[Stored records]
_ _ _ _

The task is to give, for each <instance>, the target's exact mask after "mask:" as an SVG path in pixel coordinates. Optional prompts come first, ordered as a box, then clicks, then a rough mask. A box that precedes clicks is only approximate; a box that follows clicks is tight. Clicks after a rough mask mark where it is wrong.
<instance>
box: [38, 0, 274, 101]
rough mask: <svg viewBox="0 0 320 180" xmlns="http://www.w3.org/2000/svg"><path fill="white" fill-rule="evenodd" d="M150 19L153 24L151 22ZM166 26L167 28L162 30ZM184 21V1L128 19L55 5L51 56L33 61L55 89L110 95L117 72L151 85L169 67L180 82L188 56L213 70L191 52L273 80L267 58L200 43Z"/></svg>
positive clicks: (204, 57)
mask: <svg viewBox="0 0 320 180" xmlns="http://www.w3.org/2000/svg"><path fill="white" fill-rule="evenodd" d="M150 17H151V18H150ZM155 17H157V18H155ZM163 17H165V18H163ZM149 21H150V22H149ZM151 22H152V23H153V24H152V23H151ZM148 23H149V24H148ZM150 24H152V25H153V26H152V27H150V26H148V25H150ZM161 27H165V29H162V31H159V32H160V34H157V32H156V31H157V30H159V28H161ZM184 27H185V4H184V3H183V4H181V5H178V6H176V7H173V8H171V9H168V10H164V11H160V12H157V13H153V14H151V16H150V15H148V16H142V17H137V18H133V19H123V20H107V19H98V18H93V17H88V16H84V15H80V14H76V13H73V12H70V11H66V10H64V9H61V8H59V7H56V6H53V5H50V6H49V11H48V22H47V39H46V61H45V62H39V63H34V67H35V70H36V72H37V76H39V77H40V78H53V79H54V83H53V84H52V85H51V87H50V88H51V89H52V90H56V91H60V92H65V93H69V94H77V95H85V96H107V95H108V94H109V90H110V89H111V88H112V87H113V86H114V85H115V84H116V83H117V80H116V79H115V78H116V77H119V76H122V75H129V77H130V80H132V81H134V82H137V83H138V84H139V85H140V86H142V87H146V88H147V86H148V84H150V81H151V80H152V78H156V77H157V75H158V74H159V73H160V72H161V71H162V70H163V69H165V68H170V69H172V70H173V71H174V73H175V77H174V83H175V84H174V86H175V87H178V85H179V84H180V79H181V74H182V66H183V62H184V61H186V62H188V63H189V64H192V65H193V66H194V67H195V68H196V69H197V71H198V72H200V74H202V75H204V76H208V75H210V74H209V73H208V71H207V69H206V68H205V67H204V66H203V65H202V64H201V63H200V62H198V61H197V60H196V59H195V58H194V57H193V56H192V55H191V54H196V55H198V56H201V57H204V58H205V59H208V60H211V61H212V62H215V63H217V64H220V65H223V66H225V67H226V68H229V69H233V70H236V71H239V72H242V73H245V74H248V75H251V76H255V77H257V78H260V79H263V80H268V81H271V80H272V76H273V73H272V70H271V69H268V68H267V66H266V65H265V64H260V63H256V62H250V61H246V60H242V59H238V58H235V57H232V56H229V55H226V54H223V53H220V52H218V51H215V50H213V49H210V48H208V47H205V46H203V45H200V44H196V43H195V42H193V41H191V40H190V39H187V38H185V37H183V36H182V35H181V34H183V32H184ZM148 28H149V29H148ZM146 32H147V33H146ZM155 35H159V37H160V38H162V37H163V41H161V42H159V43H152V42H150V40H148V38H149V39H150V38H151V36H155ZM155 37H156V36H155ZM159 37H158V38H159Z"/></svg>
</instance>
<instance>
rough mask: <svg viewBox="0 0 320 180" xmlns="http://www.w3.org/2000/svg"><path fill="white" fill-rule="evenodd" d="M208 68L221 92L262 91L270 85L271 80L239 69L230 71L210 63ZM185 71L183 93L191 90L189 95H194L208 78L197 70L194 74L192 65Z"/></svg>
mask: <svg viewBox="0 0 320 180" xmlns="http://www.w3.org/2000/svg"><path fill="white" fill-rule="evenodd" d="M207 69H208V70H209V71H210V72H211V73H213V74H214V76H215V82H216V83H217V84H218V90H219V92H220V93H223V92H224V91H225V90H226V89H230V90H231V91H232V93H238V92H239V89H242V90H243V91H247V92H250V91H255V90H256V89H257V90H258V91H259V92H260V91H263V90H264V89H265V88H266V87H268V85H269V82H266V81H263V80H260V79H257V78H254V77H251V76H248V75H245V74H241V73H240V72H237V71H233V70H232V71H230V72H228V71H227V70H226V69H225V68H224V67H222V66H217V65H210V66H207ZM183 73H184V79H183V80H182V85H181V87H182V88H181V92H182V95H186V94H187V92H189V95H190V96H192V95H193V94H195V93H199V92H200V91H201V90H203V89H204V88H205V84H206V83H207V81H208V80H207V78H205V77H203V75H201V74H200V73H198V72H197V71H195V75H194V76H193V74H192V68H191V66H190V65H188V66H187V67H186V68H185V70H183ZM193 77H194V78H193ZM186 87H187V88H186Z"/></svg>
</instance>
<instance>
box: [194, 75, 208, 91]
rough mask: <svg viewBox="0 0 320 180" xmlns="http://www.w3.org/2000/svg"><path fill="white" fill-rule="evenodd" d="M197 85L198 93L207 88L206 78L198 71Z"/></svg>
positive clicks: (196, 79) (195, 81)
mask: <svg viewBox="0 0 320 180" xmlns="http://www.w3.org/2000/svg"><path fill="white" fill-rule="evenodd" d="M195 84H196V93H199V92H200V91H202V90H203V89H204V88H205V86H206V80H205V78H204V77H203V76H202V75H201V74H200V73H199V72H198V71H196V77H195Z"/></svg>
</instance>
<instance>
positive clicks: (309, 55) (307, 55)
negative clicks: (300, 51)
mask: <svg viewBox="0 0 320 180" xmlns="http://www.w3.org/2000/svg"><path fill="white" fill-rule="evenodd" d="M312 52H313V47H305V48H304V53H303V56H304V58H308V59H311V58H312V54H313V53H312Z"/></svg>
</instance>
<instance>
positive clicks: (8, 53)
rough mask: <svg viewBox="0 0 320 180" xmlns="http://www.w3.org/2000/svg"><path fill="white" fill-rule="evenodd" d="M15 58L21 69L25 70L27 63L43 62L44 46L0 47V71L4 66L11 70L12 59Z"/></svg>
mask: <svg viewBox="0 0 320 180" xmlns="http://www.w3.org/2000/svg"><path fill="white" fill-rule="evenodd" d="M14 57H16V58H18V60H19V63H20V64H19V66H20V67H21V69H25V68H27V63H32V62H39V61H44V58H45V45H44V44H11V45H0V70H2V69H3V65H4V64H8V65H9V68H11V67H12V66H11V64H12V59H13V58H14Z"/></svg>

_ _ _ _

Task to carry out: Retype the entries exactly; leave nothing out.

Exercise output:
The task is to give, for each <instance>, the target's exact mask after "mask:" as an SVG path in pixel coordinates. Optional prompts come first, ordered as a box, then clicks, then a rough mask. A box that precedes clicks is only approximate; a box that follows clicks is tight. Clicks after a rough mask mark where it is wrong.
<instance>
box: [38, 0, 274, 101]
rough mask: <svg viewBox="0 0 320 180" xmlns="http://www.w3.org/2000/svg"><path fill="white" fill-rule="evenodd" d="M150 19L153 24L151 22ZM166 26L167 28L162 30ZM184 21V1L128 19L55 5L51 56L33 61L55 89L110 95L117 72L151 85L169 67L180 82L188 56L213 70L191 52L273 80L267 58L200 43Z"/></svg>
positive clicks: (204, 57)
mask: <svg viewBox="0 0 320 180" xmlns="http://www.w3.org/2000/svg"><path fill="white" fill-rule="evenodd" d="M150 17H151V18H150ZM155 17H157V18H155ZM163 17H165V18H163ZM149 21H150V22H149ZM151 22H152V23H153V24H152V23H151ZM148 23H149V24H148ZM150 24H152V25H153V26H152V27H150V26H148V25H150ZM161 27H165V29H162V31H159V32H160V34H157V32H156V31H157V30H159V28H161ZM184 27H185V4H184V3H183V4H181V5H178V6H176V7H173V8H171V9H168V10H164V11H160V12H157V13H153V14H151V16H150V15H148V16H142V17H137V18H133V19H123V20H107V19H98V18H93V17H88V16H84V15H80V14H76V13H73V12H70V11H66V10H64V9H61V8H59V7H56V6H53V5H50V6H49V11H48V22H47V39H46V61H45V62H39V63H34V67H35V70H36V72H37V76H39V77H40V78H53V79H54V83H53V84H52V85H51V87H50V88H51V89H52V90H56V91H60V92H65V93H69V94H77V95H85V96H107V95H108V94H109V90H110V89H111V88H112V87H113V86H114V85H115V84H116V83H117V80H116V79H115V78H116V77H119V76H122V75H129V77H130V80H132V81H134V82H137V83H138V84H139V85H140V86H142V87H146V88H147V86H148V84H150V81H151V80H152V78H156V77H157V75H158V74H159V73H160V72H161V71H162V70H163V69H165V68H170V69H172V70H173V71H174V73H175V77H174V83H175V84H174V86H175V87H178V85H179V84H180V79H181V74H182V66H183V62H184V61H186V62H188V63H189V64H192V65H193V66H194V67H195V68H196V69H197V71H198V72H200V74H202V75H204V76H208V75H210V74H209V73H208V71H207V69H206V68H205V67H204V66H203V65H202V64H201V63H200V62H198V61H197V60H196V59H195V58H194V57H193V56H192V55H191V54H196V55H198V56H201V57H204V58H205V59H208V60H211V61H212V62H215V63H217V64H220V65H223V66H225V67H226V68H229V69H233V70H236V71H239V72H242V73H245V74H248V75H251V76H255V77H257V78H260V79H263V80H268V81H271V80H272V76H273V73H272V70H271V69H268V68H267V66H266V65H265V64H260V63H256V62H250V61H246V60H242V59H238V58H235V57H232V56H229V55H226V54H223V53H220V52H218V51H215V50H213V49H210V48H208V47H205V46H203V45H200V44H196V43H195V42H193V41H191V40H190V39H187V38H185V37H183V36H182V35H181V34H183V32H184ZM148 28H149V29H148ZM146 32H147V33H146ZM155 35H159V37H160V38H162V37H163V41H161V42H159V43H152V42H150V40H148V38H149V39H150V38H151V36H155ZM155 37H156V36H155ZM159 37H158V38H159Z"/></svg>
</instance>
<instance>
rough mask: <svg viewBox="0 0 320 180" xmlns="http://www.w3.org/2000/svg"><path fill="white" fill-rule="evenodd" d="M208 68L221 92L262 91L270 85L271 80L239 69L230 71L210 63ZM185 71L183 93L191 90L189 95H194L208 78L197 70L194 74L192 65Z"/></svg>
mask: <svg viewBox="0 0 320 180" xmlns="http://www.w3.org/2000/svg"><path fill="white" fill-rule="evenodd" d="M207 69H208V70H209V71H210V72H211V73H213V74H214V76H215V82H216V83H217V84H218V90H219V92H220V93H223V92H224V91H225V90H226V89H230V90H231V91H232V93H238V92H239V89H242V90H243V91H247V92H250V91H255V90H256V89H257V90H258V91H259V92H260V91H263V90H264V89H265V88H266V87H268V85H269V82H266V81H263V80H260V79H257V78H254V77H251V76H248V75H245V74H241V73H240V72H237V71H233V70H232V71H230V72H228V71H227V70H226V69H225V68H224V67H222V66H217V65H210V66H207ZM183 73H184V79H183V80H182V85H181V87H182V88H181V92H182V95H186V94H187V92H189V95H190V96H192V95H193V94H195V93H199V92H200V91H201V90H203V89H204V88H205V84H206V83H207V81H208V80H207V78H205V77H203V75H201V74H200V73H198V72H197V71H195V75H194V76H193V74H192V68H191V66H190V65H188V66H187V67H186V68H185V70H183ZM193 77H194V78H193ZM186 87H187V88H186Z"/></svg>
</instance>
<instance>
box: [194, 75, 208, 91]
rough mask: <svg viewBox="0 0 320 180" xmlns="http://www.w3.org/2000/svg"><path fill="white" fill-rule="evenodd" d="M197 85L198 93L207 88L206 78L198 71Z"/></svg>
positive clicks: (196, 79) (195, 81)
mask: <svg viewBox="0 0 320 180" xmlns="http://www.w3.org/2000/svg"><path fill="white" fill-rule="evenodd" d="M195 84H196V93H199V92H200V91H202V90H203V89H204V88H205V86H206V80H205V78H204V77H203V76H202V75H201V74H200V73H199V72H198V71H196V77H195Z"/></svg>
</instance>
<instance>
positive clicks: (309, 55) (307, 55)
negative clicks: (300, 51)
mask: <svg viewBox="0 0 320 180" xmlns="http://www.w3.org/2000/svg"><path fill="white" fill-rule="evenodd" d="M312 52H313V47H305V48H304V53H303V56H304V58H308V59H311V58H312V54H313V53H312Z"/></svg>
</instance>
<instance>
positive clicks: (8, 53)
rough mask: <svg viewBox="0 0 320 180" xmlns="http://www.w3.org/2000/svg"><path fill="white" fill-rule="evenodd" d="M15 58L21 69L25 70L27 63L43 62L44 46L0 47V71L4 66L11 70L12 59Z"/></svg>
mask: <svg viewBox="0 0 320 180" xmlns="http://www.w3.org/2000/svg"><path fill="white" fill-rule="evenodd" d="M14 57H16V58H18V60H19V63H20V64H19V66H20V67H21V69H25V68H27V63H32V62H39V61H44V58H45V45H44V44H11V45H0V70H2V69H3V65H4V64H8V65H9V68H11V67H12V66H11V64H12V59H13V58H14Z"/></svg>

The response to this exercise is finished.